- **TASK GOAL**:
Everything in the listing should be restated word for word.
━━ SUPPLIED DATA ━━
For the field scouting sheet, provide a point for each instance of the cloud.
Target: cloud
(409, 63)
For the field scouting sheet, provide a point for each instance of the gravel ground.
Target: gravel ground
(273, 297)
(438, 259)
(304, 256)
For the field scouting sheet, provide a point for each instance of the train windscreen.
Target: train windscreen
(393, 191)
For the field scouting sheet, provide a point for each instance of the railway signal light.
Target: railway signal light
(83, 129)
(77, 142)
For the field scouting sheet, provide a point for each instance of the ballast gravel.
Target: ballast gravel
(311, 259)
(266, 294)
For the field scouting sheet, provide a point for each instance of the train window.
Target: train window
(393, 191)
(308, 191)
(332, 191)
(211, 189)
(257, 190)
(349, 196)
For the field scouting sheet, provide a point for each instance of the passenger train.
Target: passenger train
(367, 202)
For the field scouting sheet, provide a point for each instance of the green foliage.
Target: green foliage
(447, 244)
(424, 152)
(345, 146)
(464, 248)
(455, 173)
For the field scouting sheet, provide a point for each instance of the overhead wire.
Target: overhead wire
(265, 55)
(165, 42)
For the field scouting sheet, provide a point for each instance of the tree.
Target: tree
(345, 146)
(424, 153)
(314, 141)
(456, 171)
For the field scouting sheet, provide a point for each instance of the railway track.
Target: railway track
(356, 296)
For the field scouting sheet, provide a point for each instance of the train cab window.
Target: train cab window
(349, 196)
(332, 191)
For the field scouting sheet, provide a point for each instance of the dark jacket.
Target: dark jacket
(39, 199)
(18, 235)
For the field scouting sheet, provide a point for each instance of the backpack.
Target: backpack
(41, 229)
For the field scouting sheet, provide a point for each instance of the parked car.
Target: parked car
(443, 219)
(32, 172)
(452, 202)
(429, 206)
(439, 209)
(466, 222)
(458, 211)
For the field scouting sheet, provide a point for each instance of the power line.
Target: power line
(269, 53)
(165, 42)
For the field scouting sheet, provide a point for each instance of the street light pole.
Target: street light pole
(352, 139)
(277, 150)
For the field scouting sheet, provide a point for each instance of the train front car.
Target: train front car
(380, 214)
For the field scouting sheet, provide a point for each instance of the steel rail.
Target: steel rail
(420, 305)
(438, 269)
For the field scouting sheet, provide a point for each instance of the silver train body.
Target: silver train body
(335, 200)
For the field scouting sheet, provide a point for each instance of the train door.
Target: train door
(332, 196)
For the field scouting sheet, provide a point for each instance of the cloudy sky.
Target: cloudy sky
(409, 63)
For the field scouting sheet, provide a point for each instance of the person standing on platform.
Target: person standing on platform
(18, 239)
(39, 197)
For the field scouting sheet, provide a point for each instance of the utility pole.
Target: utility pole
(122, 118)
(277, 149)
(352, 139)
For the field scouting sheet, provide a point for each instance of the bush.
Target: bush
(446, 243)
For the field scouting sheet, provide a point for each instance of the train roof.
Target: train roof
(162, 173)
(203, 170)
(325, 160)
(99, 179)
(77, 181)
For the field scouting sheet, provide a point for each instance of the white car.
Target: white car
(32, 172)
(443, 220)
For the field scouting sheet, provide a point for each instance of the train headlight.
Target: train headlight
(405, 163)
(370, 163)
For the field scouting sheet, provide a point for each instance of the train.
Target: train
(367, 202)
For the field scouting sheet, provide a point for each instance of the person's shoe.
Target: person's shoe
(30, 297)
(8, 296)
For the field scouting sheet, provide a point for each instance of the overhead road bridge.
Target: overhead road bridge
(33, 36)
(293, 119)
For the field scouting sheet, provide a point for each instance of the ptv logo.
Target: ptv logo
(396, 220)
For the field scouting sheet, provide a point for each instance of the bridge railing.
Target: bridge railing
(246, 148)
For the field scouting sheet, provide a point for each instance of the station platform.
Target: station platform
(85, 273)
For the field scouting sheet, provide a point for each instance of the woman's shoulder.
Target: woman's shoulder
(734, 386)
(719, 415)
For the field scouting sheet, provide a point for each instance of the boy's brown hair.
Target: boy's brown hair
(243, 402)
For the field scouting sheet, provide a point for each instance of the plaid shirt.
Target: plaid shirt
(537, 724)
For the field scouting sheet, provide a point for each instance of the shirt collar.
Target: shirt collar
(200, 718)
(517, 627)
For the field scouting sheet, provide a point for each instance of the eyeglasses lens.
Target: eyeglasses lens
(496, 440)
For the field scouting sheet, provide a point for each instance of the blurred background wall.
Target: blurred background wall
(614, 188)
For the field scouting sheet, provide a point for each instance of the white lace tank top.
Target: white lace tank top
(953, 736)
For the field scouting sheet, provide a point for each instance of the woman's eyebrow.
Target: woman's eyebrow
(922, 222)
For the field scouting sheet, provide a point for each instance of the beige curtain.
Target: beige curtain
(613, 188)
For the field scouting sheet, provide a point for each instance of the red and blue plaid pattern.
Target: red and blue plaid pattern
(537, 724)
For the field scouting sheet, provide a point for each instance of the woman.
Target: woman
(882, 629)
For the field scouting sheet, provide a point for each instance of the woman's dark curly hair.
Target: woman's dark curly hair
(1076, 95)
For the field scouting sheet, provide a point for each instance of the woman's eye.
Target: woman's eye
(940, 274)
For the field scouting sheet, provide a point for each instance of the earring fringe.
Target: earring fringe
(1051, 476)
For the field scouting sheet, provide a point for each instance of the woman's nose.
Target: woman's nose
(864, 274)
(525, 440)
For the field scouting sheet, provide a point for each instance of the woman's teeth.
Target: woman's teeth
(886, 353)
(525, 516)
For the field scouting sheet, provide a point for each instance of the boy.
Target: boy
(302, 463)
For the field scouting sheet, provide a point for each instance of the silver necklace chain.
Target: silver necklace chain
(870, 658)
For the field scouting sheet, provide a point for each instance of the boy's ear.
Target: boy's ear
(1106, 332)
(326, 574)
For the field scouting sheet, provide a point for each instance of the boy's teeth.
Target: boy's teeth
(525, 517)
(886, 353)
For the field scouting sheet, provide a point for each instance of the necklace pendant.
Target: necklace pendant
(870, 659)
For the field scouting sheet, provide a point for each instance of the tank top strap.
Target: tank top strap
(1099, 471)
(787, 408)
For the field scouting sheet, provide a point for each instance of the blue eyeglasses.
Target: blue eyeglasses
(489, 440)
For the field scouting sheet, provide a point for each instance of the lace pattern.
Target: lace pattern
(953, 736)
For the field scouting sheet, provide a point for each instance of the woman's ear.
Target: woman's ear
━━━
- **TASK RESPONSE**:
For the field scouting sheet, provide a point for each instance of the cloud.
Target: cloud
(409, 63)
For the field scouting sheet, provide a point for each instance of the gravel ground.
Target: gravel ground
(273, 297)
(438, 259)
(304, 256)
For the field scouting sheet, provide a point for each instance of the train windscreen.
Target: train windscreen
(393, 191)
For the field scouting sheet, provide a point for each instance of the railway signal light.
Target: railway signal light
(83, 129)
(77, 142)
For the field scouting sheet, provide a point for each instance of the ballast gravel.
Target: ballast gravel
(311, 259)
(266, 294)
For the field scouting sheet, provide a point for each instance of the train window.
Target: train window
(393, 191)
(308, 191)
(332, 191)
(211, 189)
(257, 190)
(349, 196)
For the field scouting sheet, provide a point for each instance of the passenger train.
Target: passenger train
(367, 202)
For the field scouting sheet, provide a point for each instance of the green foliage.
Target: green foliage
(447, 244)
(424, 152)
(345, 146)
(464, 248)
(455, 173)
For the field scouting sheet, provide a point for each instance of the overhead wire.
Target: overhead wire
(265, 55)
(165, 42)
For the field scouting sheet, provide a point for each instance of the tree.
Target: tree
(345, 146)
(424, 153)
(314, 141)
(456, 171)
For the field scouting sheet, provide a point for each instance of the railway track.
Target: railway track
(356, 296)
For the field scouting sheet, provide a point for each instance of the train cab window.
Target: train cab window
(349, 196)
(332, 191)
For the field scouting sheet, provide a point for each instance of the dark jacket.
Target: dark jacket
(39, 199)
(18, 235)
For the field scouting sheet, provide a point for each instance of the backpack.
Target: backpack
(41, 229)
For the field scouting sheet, provide a point for each instance of the parked car.
Target: parked car
(443, 219)
(32, 172)
(452, 202)
(429, 206)
(439, 209)
(466, 222)
(458, 211)
For the field scouting sheet, provide a point for each instance of the power line.
Target: power line
(269, 53)
(165, 42)
For the field scouting sheet, provide a point for each instance of the street light pole.
Target: street light pole
(352, 139)
(277, 150)
For the field scouting sheet, provide a point for each instance of the train front car.
Target: train front car
(380, 214)
For the field scouting sheet, provide a point for each instance of the steel rail.
Target: steel rail
(420, 305)
(438, 269)
For the field scouting sheet, provide a point for each instance of the silver train body.
Target: silver train body
(335, 200)
For the field scouting sheet, provide a point for each instance of the train door.
Target: train door
(332, 196)
For the field scouting sheet, provide a point for each instance of the cloudy sky.
Target: cloudy sky
(409, 63)
For the field scouting sheet, provide a point for each instance of the person standing on platform.
Target: person standing on platform
(18, 239)
(39, 197)
For the field scouting sheet, provide a point for each instance of the utility pole.
Target: utility pole
(122, 118)
(277, 149)
(352, 139)
For the field scouting sheet, provide a point for each instance of the bush.
Target: bush
(446, 243)
For the field scouting sheet, provide a point for each instance of the train roof.
Target: train roof
(162, 173)
(203, 170)
(325, 160)
(99, 179)
(77, 181)
For the field scouting sheet, provide a point for each instance of the white car.
Target: white car
(32, 172)
(443, 220)
For the field scouting sheet, provide a point for each instance of the train headlight.
Target: train headlight
(405, 163)
(370, 163)
For the field scouting sheet, provide a point for each instance of the train.
Target: train
(367, 202)
For the field scouting sheet, provide a point for each instance of the person's shoe.
Target: person's shoe
(30, 297)
(8, 296)
For the field scouting sheet, provide a point for each instance of the overhead road bridge.
Target: overhead road bridge
(33, 36)
(293, 119)
For the field scouting sheet, provide a point for each instance of the ptv logo.
Target: ptv logo
(396, 220)
For the field scouting sheet, provide a point for each instance of the bridge railing.
Target: bridge railing
(246, 148)
For the field scouting sheet, provide a point for each instance of the station platform.
Target: station platform
(85, 273)
For the field scouting sheet, provide a point for each instance of the woman's shoulder.
Target: woman's shoulder
(734, 386)
(719, 415)
For the field scouting sheet, provide a point for each instance of the boy's brown hair.
Target: boy's brown hair
(243, 402)
For the field scouting sheet, provide a point for each instance of the plaid shirt.
Target: plaid shirt
(537, 724)
For the field scouting sheet, provide a point for each instance of the shirt collar.
Target: shirt collar
(200, 718)
(517, 627)
For the field scouting sheet, provide a point for each instance of the eyeglasses lens.
Target: eyeglasses lens
(496, 440)
For the field scouting sheet, provide a point for each instance of the blurred background wall.
Target: blurred background wall
(614, 188)
For the field scouting sheet, provide a point for each instance of the white lace tank top.
Target: white lace tank top
(953, 736)
For the field scouting sheet, provide a point for each instance of the woman's eyebrow.
Target: woman's eyebrow
(922, 222)
For the field scouting sheet, provide a point for each instance of the beige curtain.
Target: beige curtain
(613, 188)
For the field scouting sheet, provide a point for each instance of the red and blue plaid pattern.
Target: red and blue plaid pattern
(537, 724)
For the field scouting sheet, provide a point for each instance of the woman.
Target: woman
(882, 629)
For the field scouting sheet, provide a point for each instance of the woman's dark curly hair.
Target: woman's dark curly hair
(1076, 95)
For the field scouting sheet, provide a point for each instance of the woman's eye.
Target: woman's eye
(940, 274)
For the field scouting sheet, provide a point for each instance of the earring fringe.
Target: earring fringe
(1051, 476)
For the field scouting sheet, provide a point for each instance of the woman's nose.
Target: woman's nose
(864, 274)
(525, 440)
For the field scouting sheet, provide a point for each instance of the woman's teeth.
Target: woman's teeth
(886, 353)
(525, 516)
For the field scouting sheet, provide a point for each instance of the boy.
Target: boy
(302, 463)
For the field scouting sheet, provide a point for each instance of the silver necklace chain.
Target: silver necklace chain
(870, 658)
For the field scouting sheet, provide a point for each instance of the boy's ear.
Target: boy's ear
(1106, 332)
(326, 574)
For the field scouting sheet, provide a point for each instance of the boy's teeth.
Target: boy's teeth
(525, 517)
(886, 353)
For the field scouting sheet, provide a point for each instance of the necklace pendant.
Target: necklace pendant
(870, 659)
For the field scouting sheet, provide a point for each instance of the tank top strap.
Target: tank top strap
(1099, 471)
(787, 408)
For the field scouting sheet, provide a point for each instance of the blue eyeglasses.
Target: blue eyeglasses
(489, 440)
For the field scouting sheet, provide a point for each instance of the lace pattern.
Target: lace pattern
(953, 736)
For the field scouting sheet, provide a point for each instance of the woman's ear.
Target: woman's ear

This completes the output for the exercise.